(SELECTED TEXT):
--- begin ---

# Listing Collections alphabetically



## Neil Smith (Jun 28, 2017)

I just moved from an old Kindle 5 to a new Kindle Paperwhite. So far some things are better, others not.

At the moment I'm having problems with the Collections list.
I chosen collections, sorted by title. Works.

I then added a new collection "Dune". In the list of collections sorted by title it should, by my understanding, come after the collection "Douglas Adams" and not after "Wheel Of Time" which is what happens.

Any ideas?


----------



## Linjeakel (Mar 17, 2010)

Make sure you haven't accidentally put a space or a full stop (period) or such in front of the word 'Dune'. If you sort by collection and all your collections start with a letter of the alphabet they should be in alphabetical order. 

You can force the sort order - say you want a collection called 'currently reading' to always be at the top, you can do that by using symbols in front of the name of each collection. For that you might need to experiment to work out what order the symbols come in, unless someone here has worked out a definitive alphabetical sort order for your model of Kindle. But for a straightforward alphabetical sort, that shouldn't be necessary.

Let us know how you get on.


----------



## Neil Smith (Jun 28, 2017)

No spaces or other characters in the collection name.
It's not just this collection name. Some collections I created on the device, others I created online. 

For instance I also have this in the listing:

Blackbird
The First Chronicles
The Second Chronicles
The Last Chronicles
The Shannara Chronicles
Outlander
Barsoom
which is in no language I know alphabetical!

The listing looks a bit like this

a,b,c,d......w, d,e,f,g,h....w

If I look at the collections online everything is fine.

Update: I just deleted one of the collections I created online and recreated it on the device. It now shows up in the right place in the list. Maybe that's the problem?


----------



## Neil Smith (Jun 28, 2017)

Found the problem.

All collections created using the web interface were the oones not being listed correctly.  Once they had been edited on the Kindle (deleted the last character, then added again)  they appeared in the right order.


----------



## Linjeakel (Mar 17, 2010)

--- end ---

(WRITTEN PROBLEM A): The thread on sorting Kindle collections gives a listing that one poster says is not alphabetical in any language he knows. Give the collection names in that listing in the order shown.

(INPUT DATA):
--- begin ---

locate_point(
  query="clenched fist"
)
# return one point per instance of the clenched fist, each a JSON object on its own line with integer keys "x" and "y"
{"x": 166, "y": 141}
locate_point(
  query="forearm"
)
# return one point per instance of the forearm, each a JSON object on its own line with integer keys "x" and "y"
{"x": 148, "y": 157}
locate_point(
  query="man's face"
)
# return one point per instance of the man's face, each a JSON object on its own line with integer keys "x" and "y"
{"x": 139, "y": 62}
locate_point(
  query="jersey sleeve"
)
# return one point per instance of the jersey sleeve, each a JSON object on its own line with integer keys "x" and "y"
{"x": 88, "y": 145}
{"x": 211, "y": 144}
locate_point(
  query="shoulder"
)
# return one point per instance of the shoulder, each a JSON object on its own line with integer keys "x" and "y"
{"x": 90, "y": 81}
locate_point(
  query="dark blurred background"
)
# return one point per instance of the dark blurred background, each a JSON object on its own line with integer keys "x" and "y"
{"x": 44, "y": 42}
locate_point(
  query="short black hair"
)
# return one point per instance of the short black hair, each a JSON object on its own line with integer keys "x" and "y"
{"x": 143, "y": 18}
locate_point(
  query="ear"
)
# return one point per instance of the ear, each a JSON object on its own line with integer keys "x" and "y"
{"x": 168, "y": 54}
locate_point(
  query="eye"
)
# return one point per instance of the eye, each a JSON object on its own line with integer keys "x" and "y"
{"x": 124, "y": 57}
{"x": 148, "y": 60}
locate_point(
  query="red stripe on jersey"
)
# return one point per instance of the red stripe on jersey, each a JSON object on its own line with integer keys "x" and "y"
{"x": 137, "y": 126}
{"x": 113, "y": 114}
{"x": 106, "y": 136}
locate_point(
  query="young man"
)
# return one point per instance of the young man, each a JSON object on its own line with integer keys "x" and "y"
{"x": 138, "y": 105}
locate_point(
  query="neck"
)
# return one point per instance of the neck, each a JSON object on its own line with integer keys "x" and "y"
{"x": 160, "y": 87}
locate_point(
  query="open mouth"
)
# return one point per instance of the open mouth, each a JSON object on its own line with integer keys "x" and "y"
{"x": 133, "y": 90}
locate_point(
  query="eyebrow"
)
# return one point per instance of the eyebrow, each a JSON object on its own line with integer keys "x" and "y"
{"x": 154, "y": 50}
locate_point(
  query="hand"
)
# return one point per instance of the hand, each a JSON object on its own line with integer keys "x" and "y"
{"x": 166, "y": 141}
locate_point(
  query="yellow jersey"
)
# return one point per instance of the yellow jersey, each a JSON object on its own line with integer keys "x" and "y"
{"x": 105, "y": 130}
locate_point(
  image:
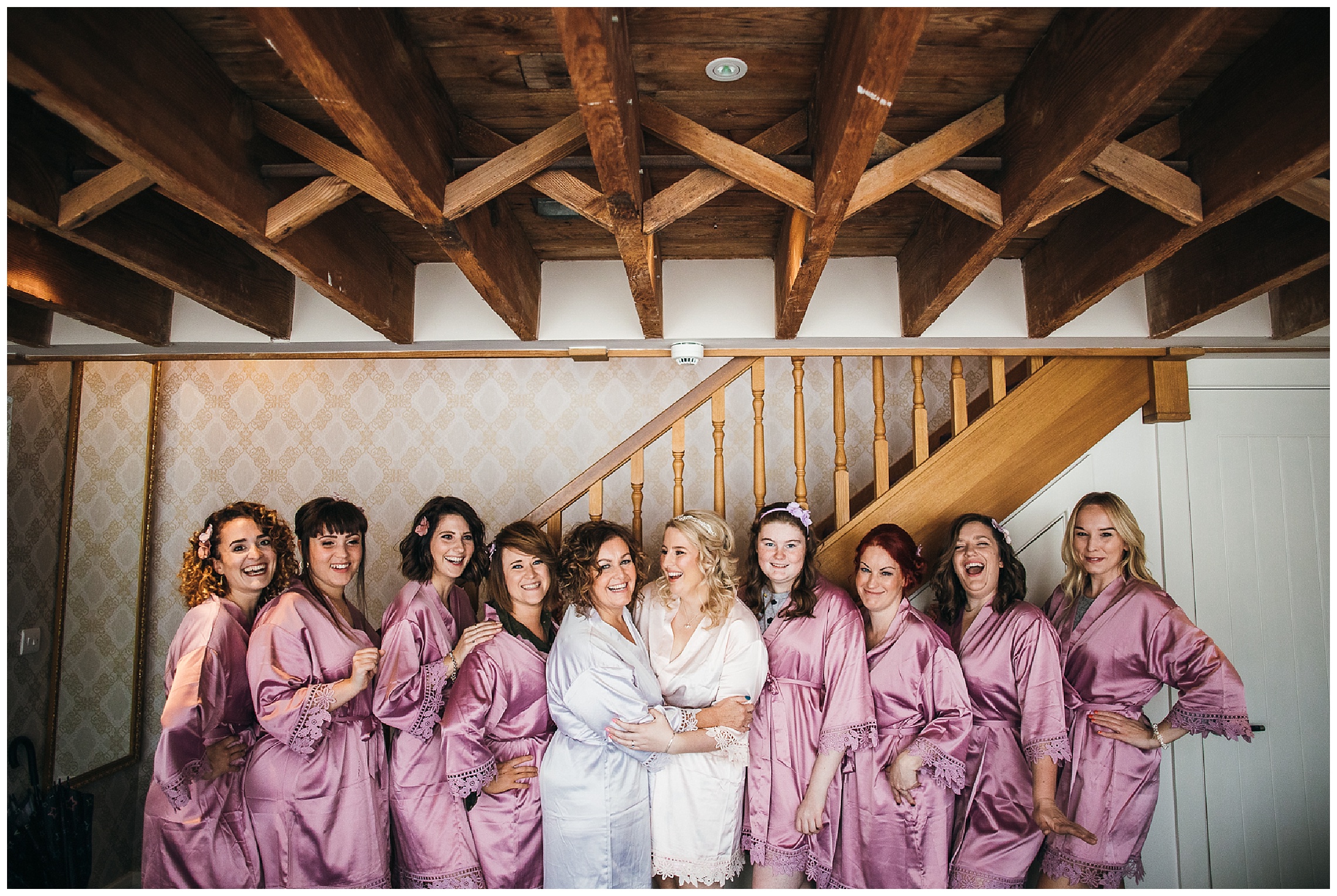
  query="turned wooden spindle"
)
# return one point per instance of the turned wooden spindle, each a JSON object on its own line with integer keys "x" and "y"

--- end ---

(WRITTEN PROBLEM B): Return every line of the entries that contains the string "forearm", treating uppercase and lowercase as different.

(WRITTEN SOLUTION A):
Blackbird
The First Chronicles
The Second Chronicles
The Last Chronicles
The Shannara Chronicles
Outlander
Barsoom

(WRITTEN SOLUTION B):
  query="forearm"
# return one point per instance of the forearm, each a JSON object on its own line with integer keys "x" and "y"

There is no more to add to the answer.